[Items listed in a dataset]
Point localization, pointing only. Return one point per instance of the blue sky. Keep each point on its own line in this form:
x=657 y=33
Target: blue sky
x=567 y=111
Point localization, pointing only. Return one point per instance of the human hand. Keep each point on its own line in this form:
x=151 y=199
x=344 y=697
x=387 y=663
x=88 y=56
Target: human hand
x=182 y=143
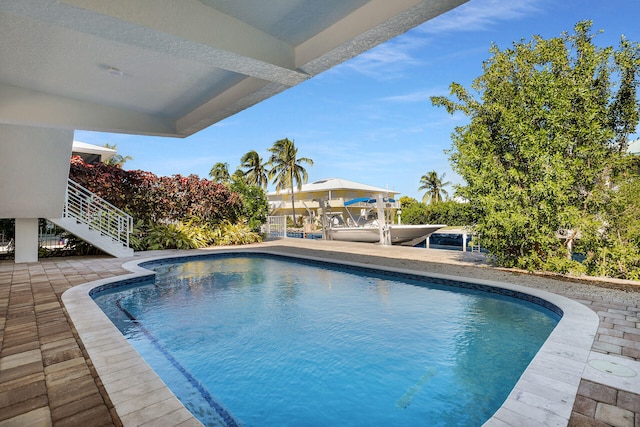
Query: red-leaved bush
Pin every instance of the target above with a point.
(153, 199)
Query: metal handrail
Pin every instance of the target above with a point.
(88, 208)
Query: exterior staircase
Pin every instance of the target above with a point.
(96, 221)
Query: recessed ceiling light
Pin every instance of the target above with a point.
(112, 71)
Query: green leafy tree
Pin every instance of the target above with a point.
(287, 171)
(117, 159)
(545, 141)
(254, 169)
(435, 187)
(219, 173)
(255, 205)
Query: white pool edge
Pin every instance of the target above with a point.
(544, 394)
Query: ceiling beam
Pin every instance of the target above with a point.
(185, 28)
(26, 107)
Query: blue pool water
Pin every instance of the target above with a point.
(266, 341)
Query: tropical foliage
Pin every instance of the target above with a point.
(174, 212)
(117, 159)
(451, 213)
(543, 154)
(219, 173)
(255, 206)
(287, 171)
(434, 185)
(254, 170)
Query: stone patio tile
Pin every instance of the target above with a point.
(604, 347)
(585, 406)
(171, 419)
(63, 344)
(151, 413)
(143, 390)
(193, 422)
(614, 416)
(11, 374)
(598, 392)
(40, 417)
(579, 420)
(19, 359)
(8, 349)
(630, 401)
(620, 342)
(514, 418)
(22, 380)
(23, 406)
(68, 334)
(47, 306)
(53, 357)
(73, 390)
(631, 353)
(63, 376)
(21, 392)
(77, 406)
(97, 416)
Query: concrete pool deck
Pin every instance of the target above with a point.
(52, 372)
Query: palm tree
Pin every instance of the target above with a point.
(116, 160)
(220, 173)
(254, 170)
(286, 169)
(435, 187)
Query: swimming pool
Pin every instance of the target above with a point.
(293, 343)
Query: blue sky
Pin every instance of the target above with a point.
(370, 119)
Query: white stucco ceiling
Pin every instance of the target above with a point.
(166, 67)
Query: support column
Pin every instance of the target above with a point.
(34, 167)
(26, 241)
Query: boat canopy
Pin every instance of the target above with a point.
(366, 200)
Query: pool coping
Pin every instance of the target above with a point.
(544, 394)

Work item —
Please reproduce the entries from above exactly; images are not part of the copy.

Output of the task —
Point localization, pointing only. Return one point per instance of the blue sky. Keep each point on its own line in this form:
x=657 y=33
Target: blue sky
x=567 y=111
Point localization, pointing only. Return one point per instance of the human hand. Keep each point on its own line in this form:
x=151 y=199
x=344 y=697
x=387 y=663
x=88 y=56
Target: human hand
x=182 y=143
Query: red-leaved bush
Pin every instance of the target above with a point.
(153, 199)
Query: metal handrail
Pin every instance of the target above with a point.
(88, 208)
Query: exterior staircase
Pin every instance of the target above with a point.
(96, 221)
Query: recessed ceiling light
Pin every instance of the target above with a point.
(112, 71)
Query: green leafy tree
Pin every instance of the target above with a point.
(287, 171)
(117, 159)
(545, 141)
(254, 169)
(435, 187)
(219, 173)
(255, 205)
Query: white pool edge
Pin every instance of the target above with a point.
(544, 394)
Query: ceiling beam
Pin every instance of the target above with a point.
(185, 28)
(26, 107)
Query: blue pool water
Pin every instance of the target above with a point.
(266, 341)
Query: tropical foliage
Pin every instance of the target above with a point.
(174, 212)
(117, 159)
(451, 213)
(543, 154)
(219, 173)
(255, 206)
(287, 171)
(434, 185)
(254, 170)
Query: stone patio tile
Pin every instance of the target above with a point.
(604, 347)
(585, 406)
(171, 419)
(63, 344)
(151, 413)
(143, 390)
(193, 422)
(614, 416)
(11, 374)
(598, 392)
(40, 417)
(579, 420)
(19, 359)
(8, 349)
(630, 401)
(620, 342)
(514, 418)
(22, 380)
(23, 406)
(68, 334)
(47, 306)
(53, 357)
(73, 390)
(631, 353)
(63, 376)
(21, 392)
(77, 406)
(97, 416)
Query: concrete pool deck
Pin every instance of the target above with a point.
(52, 372)
Query: palm tree
Pin every instance of the target above with a point.
(116, 160)
(220, 173)
(254, 170)
(286, 169)
(435, 187)
Query: swimming pool
Pin every instance of the target above with a point.
(293, 343)
Query: blue sky
Pin every instance of the target above with a point.
(370, 119)
Query: white stucco ceiling
Pin every instance of the target above with a point.
(166, 67)
Query: support column
Pin every instance of the target above with a point.
(34, 167)
(26, 241)
Query: boat canopy
Pin every instance of the target above with a point.
(366, 200)
Query: pool coping
Pin every instance of the target above with a point.
(544, 394)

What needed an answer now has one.